**Jobs**.
a - According to the Barnsley North constituency text, why was the constituency created? Answer in one to three sentences.
b - Retype a portion of the Barnsley North text word for word. Begin at the words "- Seats: One" and stop after "and Monk Bretton.".
c - Extend the text on the Barnsley North constituency, picking up after its final sentence.

----- Passage

- Boundaries since 2024
- Boundary of Barnsley North in Yorkshire and the Humber
- County: South Yorkshire
- Electorate: 76,552 (June 2024)
- Borough: Barnsley
- Major settlements: Barnsley; Cudworth; Royston;

Current constituency
- Created: 2024
- Member of Parliament: Dan Jarvis (Labour)
- Seats: One
- Created from: Barnsley Central; Barnsley East;

= Barnsley North =

UK Parliament constituency (since 2024)

Barnsley North is a constituency of the House of Commons in the UK Parliament. Created as a result of the 2023 Periodic Review of Westminster constituencies, it was first contested at the 2024 general election. It is represented by Dan Jarvis of the Labour Party, who was MP for the predecessor seat of Barnsley Central from 2011 to 2024.

==Constituency profile==
The constituency is located in South Yorkshire and covers the north-eastern part of the Metropolitan Borough of Barnsley. It contains the central and northern areas of the large market town of Barnsley, as well as villages and rural areas to the north and east. This includes the large villages of Royston, Cudworth and Grimethorpe and the area of connected villages between Kexbrough and Monk Bretton.

----------
----- Information supplied

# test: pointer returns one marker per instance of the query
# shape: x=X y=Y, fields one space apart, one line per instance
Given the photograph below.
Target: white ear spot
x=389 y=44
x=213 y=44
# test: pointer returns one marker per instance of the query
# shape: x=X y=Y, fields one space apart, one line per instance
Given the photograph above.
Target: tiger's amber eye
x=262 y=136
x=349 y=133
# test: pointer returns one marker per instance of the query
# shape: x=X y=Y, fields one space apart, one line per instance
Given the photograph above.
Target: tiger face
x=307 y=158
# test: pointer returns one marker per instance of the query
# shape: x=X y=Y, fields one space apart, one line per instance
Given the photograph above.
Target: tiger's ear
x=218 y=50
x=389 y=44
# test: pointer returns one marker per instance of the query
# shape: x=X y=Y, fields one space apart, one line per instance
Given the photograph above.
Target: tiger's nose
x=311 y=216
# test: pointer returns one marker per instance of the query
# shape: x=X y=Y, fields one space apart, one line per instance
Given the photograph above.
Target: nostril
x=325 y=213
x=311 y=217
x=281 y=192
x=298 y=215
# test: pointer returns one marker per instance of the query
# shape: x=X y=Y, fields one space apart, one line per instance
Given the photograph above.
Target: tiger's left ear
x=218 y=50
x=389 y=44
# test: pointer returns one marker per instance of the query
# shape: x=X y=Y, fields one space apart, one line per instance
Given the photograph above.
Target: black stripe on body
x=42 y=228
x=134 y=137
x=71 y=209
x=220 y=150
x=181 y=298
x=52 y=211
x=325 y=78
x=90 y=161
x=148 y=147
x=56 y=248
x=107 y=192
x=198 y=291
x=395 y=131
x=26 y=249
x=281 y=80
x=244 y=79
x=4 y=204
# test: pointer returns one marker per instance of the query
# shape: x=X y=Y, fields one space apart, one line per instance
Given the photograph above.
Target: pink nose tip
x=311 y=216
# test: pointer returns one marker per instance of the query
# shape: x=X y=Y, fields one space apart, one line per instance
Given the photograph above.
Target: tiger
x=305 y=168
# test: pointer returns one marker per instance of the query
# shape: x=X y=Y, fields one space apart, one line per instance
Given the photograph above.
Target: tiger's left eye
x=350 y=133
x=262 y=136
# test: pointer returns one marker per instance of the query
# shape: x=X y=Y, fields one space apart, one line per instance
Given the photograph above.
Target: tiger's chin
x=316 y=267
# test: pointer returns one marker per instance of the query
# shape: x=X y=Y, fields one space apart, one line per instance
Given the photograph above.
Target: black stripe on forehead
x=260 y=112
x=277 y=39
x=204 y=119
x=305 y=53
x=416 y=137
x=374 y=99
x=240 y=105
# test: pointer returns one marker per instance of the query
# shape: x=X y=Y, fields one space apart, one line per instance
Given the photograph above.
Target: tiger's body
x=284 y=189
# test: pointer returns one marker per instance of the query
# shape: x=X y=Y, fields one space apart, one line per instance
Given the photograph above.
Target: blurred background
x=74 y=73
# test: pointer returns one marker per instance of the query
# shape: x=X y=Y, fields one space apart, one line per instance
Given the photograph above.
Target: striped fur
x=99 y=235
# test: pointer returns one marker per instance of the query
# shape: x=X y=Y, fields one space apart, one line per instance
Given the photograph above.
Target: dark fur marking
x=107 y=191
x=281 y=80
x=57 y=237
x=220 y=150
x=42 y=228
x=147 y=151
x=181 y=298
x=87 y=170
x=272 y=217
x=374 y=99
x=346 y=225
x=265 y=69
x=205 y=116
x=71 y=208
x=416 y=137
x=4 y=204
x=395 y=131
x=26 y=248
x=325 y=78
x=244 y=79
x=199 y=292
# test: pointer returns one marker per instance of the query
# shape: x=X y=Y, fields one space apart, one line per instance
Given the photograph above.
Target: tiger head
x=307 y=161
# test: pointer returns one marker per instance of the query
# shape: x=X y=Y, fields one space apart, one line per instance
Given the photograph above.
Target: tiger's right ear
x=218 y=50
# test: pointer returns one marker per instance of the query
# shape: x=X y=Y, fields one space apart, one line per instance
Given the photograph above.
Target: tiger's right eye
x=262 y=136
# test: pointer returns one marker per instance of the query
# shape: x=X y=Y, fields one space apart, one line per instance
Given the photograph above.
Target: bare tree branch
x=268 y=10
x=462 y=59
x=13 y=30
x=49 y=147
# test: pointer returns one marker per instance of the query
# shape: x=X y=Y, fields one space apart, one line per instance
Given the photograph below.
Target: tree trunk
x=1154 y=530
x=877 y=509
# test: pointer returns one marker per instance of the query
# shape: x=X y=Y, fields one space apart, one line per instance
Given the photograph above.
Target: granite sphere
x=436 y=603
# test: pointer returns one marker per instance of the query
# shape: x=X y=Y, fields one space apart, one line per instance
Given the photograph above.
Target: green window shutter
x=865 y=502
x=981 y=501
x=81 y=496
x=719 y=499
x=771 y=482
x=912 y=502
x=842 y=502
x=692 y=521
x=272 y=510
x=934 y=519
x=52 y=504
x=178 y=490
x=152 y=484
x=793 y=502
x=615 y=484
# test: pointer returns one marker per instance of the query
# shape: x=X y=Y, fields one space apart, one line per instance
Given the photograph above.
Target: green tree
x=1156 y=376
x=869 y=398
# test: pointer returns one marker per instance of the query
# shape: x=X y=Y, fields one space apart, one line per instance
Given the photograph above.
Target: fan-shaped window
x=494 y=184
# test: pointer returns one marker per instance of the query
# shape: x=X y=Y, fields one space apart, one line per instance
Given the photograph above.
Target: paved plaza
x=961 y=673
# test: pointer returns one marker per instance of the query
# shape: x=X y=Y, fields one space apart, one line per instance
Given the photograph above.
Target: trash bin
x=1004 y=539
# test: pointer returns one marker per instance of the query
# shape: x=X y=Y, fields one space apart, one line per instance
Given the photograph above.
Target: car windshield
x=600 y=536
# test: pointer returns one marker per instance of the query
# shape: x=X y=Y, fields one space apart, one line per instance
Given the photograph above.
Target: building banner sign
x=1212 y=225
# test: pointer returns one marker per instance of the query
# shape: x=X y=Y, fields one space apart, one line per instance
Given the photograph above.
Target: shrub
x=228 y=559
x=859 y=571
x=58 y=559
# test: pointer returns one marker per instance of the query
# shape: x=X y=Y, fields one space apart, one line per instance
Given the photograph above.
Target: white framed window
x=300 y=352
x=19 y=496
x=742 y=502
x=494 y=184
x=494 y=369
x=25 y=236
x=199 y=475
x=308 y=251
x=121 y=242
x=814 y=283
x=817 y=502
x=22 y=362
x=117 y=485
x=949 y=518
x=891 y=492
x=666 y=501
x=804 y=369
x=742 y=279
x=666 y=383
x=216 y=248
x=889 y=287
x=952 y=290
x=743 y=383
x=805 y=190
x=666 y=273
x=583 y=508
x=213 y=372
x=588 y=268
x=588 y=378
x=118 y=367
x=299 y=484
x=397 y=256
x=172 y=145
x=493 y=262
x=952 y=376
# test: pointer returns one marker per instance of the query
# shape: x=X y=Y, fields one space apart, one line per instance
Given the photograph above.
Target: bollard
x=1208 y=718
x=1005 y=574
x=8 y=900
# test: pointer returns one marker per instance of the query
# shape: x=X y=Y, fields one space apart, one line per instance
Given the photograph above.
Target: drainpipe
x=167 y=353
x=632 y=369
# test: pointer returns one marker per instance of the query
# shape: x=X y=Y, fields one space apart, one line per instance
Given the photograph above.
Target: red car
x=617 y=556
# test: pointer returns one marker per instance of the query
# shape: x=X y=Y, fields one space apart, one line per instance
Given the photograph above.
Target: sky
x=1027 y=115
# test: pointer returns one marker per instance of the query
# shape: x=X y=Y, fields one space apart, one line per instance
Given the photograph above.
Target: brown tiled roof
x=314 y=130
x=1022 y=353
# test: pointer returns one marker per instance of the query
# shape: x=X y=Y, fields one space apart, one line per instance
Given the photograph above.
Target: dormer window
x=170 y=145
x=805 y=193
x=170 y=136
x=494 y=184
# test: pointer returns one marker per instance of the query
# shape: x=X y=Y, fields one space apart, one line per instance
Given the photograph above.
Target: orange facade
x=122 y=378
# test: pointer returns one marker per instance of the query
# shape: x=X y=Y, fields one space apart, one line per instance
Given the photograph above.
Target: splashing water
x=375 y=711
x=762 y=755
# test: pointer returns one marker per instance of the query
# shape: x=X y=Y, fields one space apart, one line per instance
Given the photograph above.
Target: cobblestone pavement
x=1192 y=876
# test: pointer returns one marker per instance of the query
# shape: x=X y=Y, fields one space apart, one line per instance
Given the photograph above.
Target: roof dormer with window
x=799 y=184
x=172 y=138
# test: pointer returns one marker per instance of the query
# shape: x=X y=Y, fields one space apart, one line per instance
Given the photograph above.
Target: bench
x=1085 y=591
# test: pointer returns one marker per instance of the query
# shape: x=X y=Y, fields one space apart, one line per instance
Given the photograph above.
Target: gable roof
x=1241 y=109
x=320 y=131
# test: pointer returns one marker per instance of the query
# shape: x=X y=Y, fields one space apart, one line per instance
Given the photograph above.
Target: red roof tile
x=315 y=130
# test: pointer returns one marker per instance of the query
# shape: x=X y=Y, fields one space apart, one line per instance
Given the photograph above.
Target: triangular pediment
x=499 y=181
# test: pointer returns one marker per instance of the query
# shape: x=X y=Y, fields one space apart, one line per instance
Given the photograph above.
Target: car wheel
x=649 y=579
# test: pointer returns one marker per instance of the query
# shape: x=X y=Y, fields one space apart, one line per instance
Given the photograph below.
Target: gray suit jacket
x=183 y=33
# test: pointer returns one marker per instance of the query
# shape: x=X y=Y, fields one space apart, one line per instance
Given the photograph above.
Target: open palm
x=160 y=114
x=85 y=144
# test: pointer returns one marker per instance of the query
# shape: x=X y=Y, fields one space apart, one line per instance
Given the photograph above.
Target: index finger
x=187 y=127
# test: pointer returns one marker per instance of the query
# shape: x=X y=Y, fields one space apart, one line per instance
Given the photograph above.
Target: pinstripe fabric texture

----------

**Expected answers**.
a - Barnsley North was created as a result of the 2023 Periodic Review of Westminster constituencies. It was then first contested at the 2024 general election.

b -
- Seats: One
- Created from: Barnsley Central; Barnsley East;

= Barnsley North =

UK Parliament constituency (since 2024)

Barnsley North is a constituency of the House of Commons in the UK Parliament. Created as a result of the 2023 Periodic Review of Westminster constituencies, it was first contested at the 2024 general election. It is represented by Dan Jarvis of the Labour Party, who was MP for the predecessor seat of Barnsley Central from 2011 to 2024.

==Constituency profile==
The constituency is located in South Yorkshire and covers the north-eastern part of the Metropolitan Borough of Barnsley. It contains the central and northern areas of the large market town of Barnsley, as well as villages and rural areas to the north and east. This includes the large villages of Royston, Cudworth and Grimethorpe and the area of connected villages between Kexbrough and Monk Bretton.

c -
The area has a strong industrial heritage in glass and textile production but especially in coal mining; the headquarters of the National Union of Mineworkers is located in the constituency. Residents of the constituency have high levels of deprivation and are less likely to have a degree-level education compared to the rest of the country. White people make up 97% of the population.

At the most recent borough council election in 2024, voters in the constituency elected primarily Labour Party councillors. It is estimated that nearly 70% of voters in Barnsley North supported leaving the European Union in the 2016 referendum, one of the highest rates in the country.

==Boundaries==
The constituency is composed of the following wards of the Metropolitan Borough of Barnsley (as they existed on 1 December 2020):

- Central, Cudworth, Darton East, Darton West, Monk Bretton, North East, Old Town, Royston, and St Helens
It comprises the whole of the abolished Barnsley Central constituency except Kingstone ward, with the addition of the Cudworth and North East wards from Barnsley East (also abolished).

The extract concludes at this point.